___ Page

So what’s next for Amazon’s Echo (and even Alphabet’s Google Home)? Would you believe … pulling off my shoe … making phone calls? The Street has the story in a little more visible detail, derived from the paywall WSJ story it links to. “Amazon Echo and Google Home May Soon Be Able to Make Phone Calls.” There are some details to work out, such as privacy and emergency services. But it looks to be coming in 2017.

Speaking of Amazon, in a recent interview, Jeff Bezos had some interesting things to say about the Alexa/Echo technology. In an interview with Billboard, Stephen Witt asked a leading question: “If you succeed, you’ll have placed an Amazon cash register in every house in the country.” The response by Bezos was fascinating and informative. It’s not just about sales. It’s learning how people speak and what their needs are. Bezos:

It’s not about that. For sure, if you have a 2-year-old and you see that you’re running low on diapers, we want to make that easy for you. But voice interface is only going to take you so far on shopping. It’s good for reordering consumables, where you don’t have to make a lot of choices, but most online shopping is going to be facilitated by having a display. Alexa is primarily about identifying tasks in the household that would be improved by voice. Music is one. Another is home automation. So, you can say, “Alexa, turn off all the lights in the house.” “Alexa, turn the temperature up two degrees.” That’s really an amazing thing to be able to do.

______
___ Excerpted data

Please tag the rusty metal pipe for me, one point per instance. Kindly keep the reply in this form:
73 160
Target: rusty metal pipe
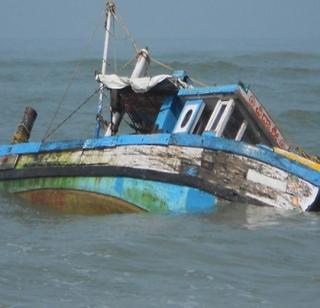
23 131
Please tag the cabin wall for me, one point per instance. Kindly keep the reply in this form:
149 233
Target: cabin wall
168 115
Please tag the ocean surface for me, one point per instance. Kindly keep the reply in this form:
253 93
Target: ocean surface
238 256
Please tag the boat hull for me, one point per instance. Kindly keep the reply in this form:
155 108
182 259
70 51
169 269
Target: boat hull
95 195
163 173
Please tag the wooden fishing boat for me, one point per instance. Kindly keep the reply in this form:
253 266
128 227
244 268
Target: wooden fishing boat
189 148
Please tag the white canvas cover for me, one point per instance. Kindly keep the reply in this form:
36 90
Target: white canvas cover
138 85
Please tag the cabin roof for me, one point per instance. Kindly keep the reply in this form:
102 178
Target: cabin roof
224 89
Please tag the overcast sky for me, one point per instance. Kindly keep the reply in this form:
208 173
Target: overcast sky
162 18
158 20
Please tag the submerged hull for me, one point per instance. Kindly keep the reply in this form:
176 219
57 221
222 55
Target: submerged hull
155 173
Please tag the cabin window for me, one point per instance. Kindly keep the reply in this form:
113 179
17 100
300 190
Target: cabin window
186 118
236 125
242 130
220 117
189 116
204 118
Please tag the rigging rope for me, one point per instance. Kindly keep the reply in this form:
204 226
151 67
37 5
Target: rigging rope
304 154
70 115
125 29
171 69
72 79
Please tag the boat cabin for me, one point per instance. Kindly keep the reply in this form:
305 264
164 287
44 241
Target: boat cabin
166 104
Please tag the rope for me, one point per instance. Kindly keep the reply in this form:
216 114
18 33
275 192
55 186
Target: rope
70 115
171 69
72 79
125 29
304 154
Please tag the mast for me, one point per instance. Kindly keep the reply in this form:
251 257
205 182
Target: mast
109 15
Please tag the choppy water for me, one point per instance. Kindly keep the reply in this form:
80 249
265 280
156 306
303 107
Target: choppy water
239 256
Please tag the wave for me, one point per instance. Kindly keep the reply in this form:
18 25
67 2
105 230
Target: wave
279 56
301 117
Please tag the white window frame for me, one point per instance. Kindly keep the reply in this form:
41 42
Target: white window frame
223 121
197 107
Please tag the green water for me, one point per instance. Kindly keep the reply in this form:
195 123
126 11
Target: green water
240 256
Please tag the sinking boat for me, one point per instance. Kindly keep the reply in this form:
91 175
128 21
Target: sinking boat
190 147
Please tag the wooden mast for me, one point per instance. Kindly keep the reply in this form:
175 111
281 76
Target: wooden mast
109 15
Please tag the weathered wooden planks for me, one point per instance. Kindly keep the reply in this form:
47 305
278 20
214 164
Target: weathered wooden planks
228 176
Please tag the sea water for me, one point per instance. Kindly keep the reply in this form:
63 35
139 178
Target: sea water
238 256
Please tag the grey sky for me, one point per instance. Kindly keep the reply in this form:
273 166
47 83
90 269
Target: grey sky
164 19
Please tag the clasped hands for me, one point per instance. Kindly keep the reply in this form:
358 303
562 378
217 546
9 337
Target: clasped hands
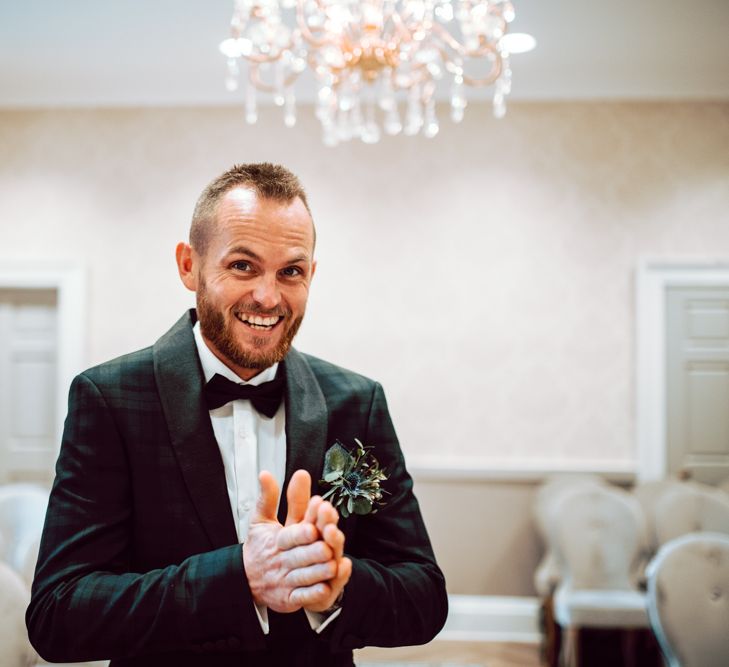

______

## Request
Retype the Echo article above from "So what’s next" to "coming in 2017.".

## Response to this exercise
So what’s next for Amazon’s Echo (and even Alphabet’s Google Home)? Would you believe … pulling off my shoe … making phone calls? The Street has the story in a little more visible detail, derived from the paywall WSJ story it links to. “Amazon Echo and Google Home May Soon Be Able to Make Phone Calls.” There are some details to work out, such as privacy and emergency services. But it looks to be coming in 2017.